### Work to complete
Reproduce the rows word for word, starting at the line that contains "For the mapping pass, tag each instance of the overcast" and stopping after the final line of the rows.

### Available data

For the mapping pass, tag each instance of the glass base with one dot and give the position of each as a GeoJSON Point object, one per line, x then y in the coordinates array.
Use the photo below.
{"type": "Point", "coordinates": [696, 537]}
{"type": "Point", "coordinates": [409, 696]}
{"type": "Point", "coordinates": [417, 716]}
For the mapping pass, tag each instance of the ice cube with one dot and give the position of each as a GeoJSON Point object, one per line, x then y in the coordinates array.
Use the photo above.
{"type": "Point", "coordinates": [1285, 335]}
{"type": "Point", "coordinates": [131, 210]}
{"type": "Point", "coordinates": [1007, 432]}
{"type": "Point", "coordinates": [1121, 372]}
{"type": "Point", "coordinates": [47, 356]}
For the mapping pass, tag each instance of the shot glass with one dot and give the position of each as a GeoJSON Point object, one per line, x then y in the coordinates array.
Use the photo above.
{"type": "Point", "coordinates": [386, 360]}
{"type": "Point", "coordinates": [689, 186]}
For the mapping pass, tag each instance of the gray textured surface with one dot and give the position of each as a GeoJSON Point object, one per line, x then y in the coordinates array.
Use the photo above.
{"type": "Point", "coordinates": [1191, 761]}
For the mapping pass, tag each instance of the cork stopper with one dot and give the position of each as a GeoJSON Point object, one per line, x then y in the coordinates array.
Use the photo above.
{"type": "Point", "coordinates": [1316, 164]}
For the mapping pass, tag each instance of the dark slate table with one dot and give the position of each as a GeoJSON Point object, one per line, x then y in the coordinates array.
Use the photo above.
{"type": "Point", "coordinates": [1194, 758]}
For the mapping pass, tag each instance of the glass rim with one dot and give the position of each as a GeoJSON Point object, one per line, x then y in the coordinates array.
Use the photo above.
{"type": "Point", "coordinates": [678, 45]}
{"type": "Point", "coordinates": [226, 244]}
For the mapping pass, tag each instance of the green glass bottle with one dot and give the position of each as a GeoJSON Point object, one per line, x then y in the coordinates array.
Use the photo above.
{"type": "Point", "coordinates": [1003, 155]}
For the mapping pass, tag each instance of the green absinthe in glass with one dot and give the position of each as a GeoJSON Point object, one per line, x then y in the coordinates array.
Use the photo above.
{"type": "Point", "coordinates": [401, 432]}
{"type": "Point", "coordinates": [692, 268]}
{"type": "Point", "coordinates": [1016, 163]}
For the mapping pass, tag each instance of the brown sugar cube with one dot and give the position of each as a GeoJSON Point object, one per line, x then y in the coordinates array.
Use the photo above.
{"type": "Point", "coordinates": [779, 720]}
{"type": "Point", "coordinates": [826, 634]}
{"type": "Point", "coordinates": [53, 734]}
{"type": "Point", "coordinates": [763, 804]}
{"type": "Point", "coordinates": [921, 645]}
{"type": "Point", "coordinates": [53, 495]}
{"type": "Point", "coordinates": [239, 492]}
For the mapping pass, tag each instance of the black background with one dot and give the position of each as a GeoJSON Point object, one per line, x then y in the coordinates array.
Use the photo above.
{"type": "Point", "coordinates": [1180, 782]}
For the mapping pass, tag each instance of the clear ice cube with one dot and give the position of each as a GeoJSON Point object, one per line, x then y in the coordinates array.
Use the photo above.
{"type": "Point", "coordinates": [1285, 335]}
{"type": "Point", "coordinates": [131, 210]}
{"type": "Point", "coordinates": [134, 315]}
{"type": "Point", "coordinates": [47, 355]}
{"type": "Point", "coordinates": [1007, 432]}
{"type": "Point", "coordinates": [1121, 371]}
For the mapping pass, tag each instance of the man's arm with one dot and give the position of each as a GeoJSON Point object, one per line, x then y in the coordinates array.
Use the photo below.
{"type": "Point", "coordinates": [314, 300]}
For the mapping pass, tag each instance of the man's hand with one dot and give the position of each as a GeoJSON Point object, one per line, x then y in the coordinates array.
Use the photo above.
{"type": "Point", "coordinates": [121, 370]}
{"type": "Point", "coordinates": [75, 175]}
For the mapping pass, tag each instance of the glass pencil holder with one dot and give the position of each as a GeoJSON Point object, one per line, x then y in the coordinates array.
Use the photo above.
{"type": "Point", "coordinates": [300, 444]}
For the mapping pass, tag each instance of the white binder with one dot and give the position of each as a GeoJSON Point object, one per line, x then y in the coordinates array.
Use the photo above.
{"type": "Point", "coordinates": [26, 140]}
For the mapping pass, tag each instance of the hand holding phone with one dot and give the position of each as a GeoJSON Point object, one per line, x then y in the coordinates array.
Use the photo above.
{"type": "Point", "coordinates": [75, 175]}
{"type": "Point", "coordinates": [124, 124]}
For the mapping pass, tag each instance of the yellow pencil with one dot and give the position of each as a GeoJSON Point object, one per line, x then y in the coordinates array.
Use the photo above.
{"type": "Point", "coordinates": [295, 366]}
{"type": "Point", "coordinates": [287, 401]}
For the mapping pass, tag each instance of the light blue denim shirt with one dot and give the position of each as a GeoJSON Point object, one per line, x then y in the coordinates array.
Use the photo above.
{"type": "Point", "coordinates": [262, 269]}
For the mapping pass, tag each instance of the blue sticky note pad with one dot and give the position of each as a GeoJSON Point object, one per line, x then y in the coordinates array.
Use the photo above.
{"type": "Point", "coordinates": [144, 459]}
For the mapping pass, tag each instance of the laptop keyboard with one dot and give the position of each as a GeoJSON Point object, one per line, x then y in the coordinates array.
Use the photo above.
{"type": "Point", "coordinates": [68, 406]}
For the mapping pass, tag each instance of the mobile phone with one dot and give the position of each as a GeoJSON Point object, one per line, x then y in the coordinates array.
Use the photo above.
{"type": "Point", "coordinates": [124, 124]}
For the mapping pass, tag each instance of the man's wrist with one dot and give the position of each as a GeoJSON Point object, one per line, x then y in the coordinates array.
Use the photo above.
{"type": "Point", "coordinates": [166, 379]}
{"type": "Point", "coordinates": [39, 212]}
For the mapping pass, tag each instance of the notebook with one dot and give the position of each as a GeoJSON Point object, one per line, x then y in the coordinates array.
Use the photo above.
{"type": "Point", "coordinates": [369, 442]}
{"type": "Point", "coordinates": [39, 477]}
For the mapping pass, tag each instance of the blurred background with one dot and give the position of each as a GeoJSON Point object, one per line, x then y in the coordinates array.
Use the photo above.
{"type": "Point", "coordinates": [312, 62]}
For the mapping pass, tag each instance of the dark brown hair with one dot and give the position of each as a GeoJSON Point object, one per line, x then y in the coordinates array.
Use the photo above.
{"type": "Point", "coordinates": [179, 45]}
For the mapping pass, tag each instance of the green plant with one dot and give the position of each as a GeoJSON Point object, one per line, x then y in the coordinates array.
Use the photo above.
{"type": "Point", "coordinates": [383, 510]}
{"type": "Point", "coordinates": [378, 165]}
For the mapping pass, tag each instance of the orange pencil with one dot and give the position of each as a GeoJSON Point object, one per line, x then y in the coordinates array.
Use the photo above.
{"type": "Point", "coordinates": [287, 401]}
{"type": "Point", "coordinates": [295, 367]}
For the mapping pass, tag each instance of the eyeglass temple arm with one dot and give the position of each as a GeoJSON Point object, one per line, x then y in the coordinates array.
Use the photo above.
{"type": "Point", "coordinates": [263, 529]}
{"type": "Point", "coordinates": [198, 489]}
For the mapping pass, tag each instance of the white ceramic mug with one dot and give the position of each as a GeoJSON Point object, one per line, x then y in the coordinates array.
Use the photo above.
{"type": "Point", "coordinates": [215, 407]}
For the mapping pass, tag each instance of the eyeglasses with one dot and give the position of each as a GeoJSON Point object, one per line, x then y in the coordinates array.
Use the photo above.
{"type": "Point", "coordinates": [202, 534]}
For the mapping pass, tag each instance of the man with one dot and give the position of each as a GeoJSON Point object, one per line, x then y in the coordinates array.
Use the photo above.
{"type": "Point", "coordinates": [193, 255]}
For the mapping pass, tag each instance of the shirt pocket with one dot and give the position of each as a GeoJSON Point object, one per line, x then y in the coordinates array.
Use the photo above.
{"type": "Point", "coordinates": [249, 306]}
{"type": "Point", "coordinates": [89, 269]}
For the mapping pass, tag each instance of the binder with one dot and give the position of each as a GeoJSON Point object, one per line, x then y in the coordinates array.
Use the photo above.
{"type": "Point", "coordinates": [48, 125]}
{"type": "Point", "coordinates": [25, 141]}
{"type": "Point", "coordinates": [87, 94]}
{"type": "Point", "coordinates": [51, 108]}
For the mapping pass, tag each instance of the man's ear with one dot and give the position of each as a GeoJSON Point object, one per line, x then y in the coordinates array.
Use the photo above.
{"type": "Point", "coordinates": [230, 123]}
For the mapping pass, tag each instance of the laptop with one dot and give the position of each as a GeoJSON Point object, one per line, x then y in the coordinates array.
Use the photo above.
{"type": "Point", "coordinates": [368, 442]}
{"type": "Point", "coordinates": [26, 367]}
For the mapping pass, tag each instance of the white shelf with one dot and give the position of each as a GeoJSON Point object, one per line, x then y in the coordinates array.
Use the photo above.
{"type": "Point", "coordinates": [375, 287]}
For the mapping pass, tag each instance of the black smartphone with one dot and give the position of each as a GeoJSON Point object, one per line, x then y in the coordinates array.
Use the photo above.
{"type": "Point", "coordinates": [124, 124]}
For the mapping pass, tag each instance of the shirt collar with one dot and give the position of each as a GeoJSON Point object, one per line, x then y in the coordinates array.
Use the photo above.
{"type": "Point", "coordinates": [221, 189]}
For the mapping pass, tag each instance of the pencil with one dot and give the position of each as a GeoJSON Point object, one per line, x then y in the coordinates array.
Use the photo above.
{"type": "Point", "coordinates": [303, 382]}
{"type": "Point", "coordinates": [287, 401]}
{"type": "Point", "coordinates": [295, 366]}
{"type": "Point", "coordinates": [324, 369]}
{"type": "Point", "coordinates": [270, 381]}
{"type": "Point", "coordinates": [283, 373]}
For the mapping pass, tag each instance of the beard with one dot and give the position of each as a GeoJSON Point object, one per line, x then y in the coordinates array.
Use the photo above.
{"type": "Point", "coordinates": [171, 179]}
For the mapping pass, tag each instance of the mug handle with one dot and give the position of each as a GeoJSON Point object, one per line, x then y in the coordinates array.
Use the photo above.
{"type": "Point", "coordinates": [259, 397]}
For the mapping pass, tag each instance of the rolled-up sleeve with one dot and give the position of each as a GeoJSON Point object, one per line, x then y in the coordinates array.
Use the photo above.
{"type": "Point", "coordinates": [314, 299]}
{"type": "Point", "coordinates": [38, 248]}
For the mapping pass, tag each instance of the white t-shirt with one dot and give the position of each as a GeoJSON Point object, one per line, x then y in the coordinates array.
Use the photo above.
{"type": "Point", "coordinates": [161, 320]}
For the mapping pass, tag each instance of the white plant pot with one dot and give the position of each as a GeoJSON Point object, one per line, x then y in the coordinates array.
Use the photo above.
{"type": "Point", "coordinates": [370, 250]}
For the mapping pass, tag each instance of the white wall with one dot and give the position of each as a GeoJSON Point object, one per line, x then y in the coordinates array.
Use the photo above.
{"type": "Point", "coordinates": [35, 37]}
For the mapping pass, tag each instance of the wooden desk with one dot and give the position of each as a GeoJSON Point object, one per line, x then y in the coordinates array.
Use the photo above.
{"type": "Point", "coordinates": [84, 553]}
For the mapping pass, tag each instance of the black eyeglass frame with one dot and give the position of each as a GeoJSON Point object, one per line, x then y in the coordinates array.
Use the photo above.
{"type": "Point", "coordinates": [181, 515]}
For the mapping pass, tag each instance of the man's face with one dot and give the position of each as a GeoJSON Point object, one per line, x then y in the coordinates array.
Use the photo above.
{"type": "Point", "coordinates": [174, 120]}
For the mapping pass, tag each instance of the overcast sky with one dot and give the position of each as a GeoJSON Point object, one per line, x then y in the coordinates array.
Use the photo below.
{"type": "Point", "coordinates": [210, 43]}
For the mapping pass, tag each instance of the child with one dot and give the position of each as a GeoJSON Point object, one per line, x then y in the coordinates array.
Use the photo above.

### Task answer
For the mapping pass, tag each instance of the overcast sky with one dot and give the position of each as a GeoJSON Point object, one per line, x then y in the coordinates array.
Use the photo below.
{"type": "Point", "coordinates": [210, 43]}
For the mapping pass, tag each instance of the child with one dot and give the position of each as a GeoJSON Point object, one per line, x then y in the coordinates array.
Use the photo above.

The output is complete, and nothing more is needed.